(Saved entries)
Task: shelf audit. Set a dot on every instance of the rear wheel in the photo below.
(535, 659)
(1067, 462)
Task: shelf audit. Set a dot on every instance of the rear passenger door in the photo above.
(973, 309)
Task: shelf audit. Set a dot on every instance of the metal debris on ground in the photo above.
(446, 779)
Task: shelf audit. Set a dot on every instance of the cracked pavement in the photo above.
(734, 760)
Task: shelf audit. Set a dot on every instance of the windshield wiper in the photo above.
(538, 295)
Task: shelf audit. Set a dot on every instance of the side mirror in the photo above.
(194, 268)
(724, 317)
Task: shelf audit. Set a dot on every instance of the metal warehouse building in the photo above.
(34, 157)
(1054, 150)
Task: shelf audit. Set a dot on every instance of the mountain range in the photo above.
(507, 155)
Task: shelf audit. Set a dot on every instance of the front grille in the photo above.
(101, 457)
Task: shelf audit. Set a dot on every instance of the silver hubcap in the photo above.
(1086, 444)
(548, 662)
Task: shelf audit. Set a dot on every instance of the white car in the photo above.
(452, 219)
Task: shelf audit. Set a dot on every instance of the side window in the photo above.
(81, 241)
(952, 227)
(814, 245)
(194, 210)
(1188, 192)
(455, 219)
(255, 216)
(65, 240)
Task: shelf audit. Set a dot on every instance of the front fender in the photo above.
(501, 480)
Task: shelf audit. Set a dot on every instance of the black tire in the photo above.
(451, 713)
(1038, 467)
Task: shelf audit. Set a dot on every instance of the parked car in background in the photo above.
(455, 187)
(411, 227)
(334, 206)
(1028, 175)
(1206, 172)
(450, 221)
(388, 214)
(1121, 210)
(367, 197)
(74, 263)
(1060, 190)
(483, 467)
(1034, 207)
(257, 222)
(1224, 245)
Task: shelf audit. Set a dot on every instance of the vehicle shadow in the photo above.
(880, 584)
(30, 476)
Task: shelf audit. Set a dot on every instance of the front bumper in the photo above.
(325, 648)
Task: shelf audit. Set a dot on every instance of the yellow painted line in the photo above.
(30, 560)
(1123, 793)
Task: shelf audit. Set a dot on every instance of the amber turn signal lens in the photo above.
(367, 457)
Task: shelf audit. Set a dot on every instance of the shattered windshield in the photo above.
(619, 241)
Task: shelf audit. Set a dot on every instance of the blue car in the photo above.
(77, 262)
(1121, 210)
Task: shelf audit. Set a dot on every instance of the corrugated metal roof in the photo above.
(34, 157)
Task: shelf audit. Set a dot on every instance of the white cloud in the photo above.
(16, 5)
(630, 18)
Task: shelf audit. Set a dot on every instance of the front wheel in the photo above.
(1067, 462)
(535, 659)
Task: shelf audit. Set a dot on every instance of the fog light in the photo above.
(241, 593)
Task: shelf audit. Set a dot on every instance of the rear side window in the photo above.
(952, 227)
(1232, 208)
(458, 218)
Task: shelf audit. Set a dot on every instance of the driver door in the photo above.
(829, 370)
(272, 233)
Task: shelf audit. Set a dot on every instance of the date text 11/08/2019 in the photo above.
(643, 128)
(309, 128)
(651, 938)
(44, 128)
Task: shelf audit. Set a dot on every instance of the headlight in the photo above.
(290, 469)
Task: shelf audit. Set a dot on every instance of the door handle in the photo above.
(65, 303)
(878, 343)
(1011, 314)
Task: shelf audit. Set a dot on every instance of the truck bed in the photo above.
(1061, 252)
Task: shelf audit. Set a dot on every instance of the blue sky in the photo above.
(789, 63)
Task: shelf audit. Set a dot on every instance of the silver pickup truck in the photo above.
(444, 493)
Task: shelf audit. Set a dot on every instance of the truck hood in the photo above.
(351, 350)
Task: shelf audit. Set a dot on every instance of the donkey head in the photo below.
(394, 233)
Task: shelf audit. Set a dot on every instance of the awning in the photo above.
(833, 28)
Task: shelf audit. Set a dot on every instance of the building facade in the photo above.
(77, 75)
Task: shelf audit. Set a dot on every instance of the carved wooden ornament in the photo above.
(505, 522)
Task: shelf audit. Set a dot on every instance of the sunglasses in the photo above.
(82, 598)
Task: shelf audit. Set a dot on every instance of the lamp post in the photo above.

> _What this task involves_: Only the line that contains "sky in the photo above." and the lines after it, through the end of the data above, are to be repeated exactly.

> _Task solution_:
Task: shelf audit. Set a dot on every instance of the blue sky in the photo above.
(789, 63)
Task: shelf audit. Set a dot on every instance of the silver pickup truck in the photo above.
(444, 493)
Task: shelf audit. Set a dot on every instance of the truck hood in the photo above.
(351, 350)
Task: shelf audit. Set a dot on every instance of the donkey head in the photo below.
(394, 233)
Task: shelf audit. Set a dot on every instance of the awning in the photo above.
(833, 28)
Task: shelf audit. Set a dot on every instance of the building facade in the photo above.
(77, 75)
Task: shelf audit. Set a dot on every instance of the carved wooden ornament in the photo above.
(505, 522)
Task: shelf audit. Set a dot on every instance of the sunglasses in the photo above.
(82, 598)
Task: shelf audit. Set a dot on every instance of the lamp post in the photo above.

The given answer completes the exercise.